Given task 1: Rewrite the listing from the line with "Ground the low" up to and including the line with "[0, 209, 368, 428]", replacing "mist" with "fog" and leaving everything else unchanged.

** START OF Document extract **

Yeah, I think the "init-replacement-but-not-really" approach is something we will not accept in the image in any case. However, I see no problem with a good documentation (e.g. providing an entrypoint script in a gist, or another repository) a link to which we can put into https://hub.docker.com/_/nginx.

As you've said, not sure if inotify will work on weird filesystems or subsystems such as WSL2, or Docker on Mac, or virtualbox mounts (those are known to have issues with e.g. sendfile()), so my suggestion about creating files was merely a way to use the dumbest way possible to communicate through containers. Maybe inotify is good enough, though, I don't really have an opinion.

@needleshaped
Copy link
Author

That's what I thought. I'll come up with something we can document. Don't blame me, if it becomes popular! ;)

@Exagone313
Copy link
Contributor

You can execute nginx -s reload in your container after updating the certificate files.

With Docker/Podman, I don't see why you couldn't run a command in the nginx container(s) after the files are updated by the ACME client in a volume. If you are accessing from a distant machine, there is a tool called ssh (and if you don't trust the machine running the ACME client, you can pull the certificates from another trusted machine).

** END OF Document extract **
** START OF Extracted entries **

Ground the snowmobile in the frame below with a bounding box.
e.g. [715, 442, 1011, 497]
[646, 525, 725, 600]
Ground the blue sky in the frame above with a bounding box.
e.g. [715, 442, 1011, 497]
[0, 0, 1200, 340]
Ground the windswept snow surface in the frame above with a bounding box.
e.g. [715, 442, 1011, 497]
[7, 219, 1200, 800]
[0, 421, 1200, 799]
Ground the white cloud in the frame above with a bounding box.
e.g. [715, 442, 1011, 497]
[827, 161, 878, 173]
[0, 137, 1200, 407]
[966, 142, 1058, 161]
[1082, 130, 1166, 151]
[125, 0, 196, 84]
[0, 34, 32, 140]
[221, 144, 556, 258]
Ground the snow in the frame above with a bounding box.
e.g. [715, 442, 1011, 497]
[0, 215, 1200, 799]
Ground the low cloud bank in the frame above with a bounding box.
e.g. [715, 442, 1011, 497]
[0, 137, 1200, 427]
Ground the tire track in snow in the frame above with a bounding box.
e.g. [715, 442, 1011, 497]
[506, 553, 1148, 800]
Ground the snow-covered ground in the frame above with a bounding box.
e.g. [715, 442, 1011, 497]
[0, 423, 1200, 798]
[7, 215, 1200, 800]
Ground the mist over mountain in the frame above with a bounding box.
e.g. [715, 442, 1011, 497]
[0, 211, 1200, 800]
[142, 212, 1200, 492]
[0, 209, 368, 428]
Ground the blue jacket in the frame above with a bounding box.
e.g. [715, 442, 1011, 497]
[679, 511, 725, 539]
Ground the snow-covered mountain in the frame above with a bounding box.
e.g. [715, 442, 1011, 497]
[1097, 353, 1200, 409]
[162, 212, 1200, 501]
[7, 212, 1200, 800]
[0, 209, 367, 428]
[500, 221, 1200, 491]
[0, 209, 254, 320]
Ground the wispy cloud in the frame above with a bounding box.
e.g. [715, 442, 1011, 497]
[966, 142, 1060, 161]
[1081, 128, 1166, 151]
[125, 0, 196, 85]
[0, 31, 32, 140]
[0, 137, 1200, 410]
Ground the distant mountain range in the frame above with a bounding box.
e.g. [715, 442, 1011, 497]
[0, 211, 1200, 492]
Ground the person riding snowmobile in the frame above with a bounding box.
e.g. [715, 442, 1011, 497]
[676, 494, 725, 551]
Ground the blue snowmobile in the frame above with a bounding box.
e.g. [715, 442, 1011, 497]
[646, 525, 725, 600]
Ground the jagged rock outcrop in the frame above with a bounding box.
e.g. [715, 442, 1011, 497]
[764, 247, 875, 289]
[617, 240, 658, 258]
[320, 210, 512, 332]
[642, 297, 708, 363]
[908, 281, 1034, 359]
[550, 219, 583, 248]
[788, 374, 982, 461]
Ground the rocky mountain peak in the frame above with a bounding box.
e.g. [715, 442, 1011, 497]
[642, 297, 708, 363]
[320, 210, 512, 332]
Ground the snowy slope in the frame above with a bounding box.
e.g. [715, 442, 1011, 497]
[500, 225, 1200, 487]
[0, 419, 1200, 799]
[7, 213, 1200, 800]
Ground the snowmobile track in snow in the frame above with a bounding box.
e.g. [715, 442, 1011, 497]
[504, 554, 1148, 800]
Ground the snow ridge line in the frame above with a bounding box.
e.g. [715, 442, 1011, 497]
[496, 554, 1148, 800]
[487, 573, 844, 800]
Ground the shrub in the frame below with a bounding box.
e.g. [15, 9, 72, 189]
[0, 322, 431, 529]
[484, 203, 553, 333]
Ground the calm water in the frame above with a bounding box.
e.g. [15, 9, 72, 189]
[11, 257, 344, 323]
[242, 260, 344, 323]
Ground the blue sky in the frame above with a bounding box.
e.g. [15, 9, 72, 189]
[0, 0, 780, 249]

** END OF Extracted entries **

Given task 2: Write out, word for word, the part of the nginx discussion from "Yeah, I think" up to and including "put into https://hub.docker.com/_/nginx.".

Worked solution 1:
Ground the low cloud bank in the frame above with a bounding box.
e.g. [715, 442, 1011, 497]
[0, 137, 1200, 427]
Ground the tire track in snow in the frame above with a bounding box.
e.g. [715, 442, 1011, 497]
[506, 553, 1148, 800]
Ground the snow-covered ground in the frame above with a bounding box.
e.g. [715, 442, 1011, 497]
[0, 423, 1200, 798]
[7, 215, 1200, 800]
Ground the fog over mountain in the frame above with a bounding box.
e.g. [715, 442, 1011, 497]
[0, 211, 1200, 800]
[142, 212, 1200, 492]
[0, 209, 368, 428]

Worked solution 2:
Yeah, I think the "init-replacement-but-not-really" approach is something we will not accept in the image in any case. However, I see no problem with a good documentation (e.g. providing an entrypoint script in a gist, or another repository) a link to which we can put into https://hub.docker.com/_/nginx.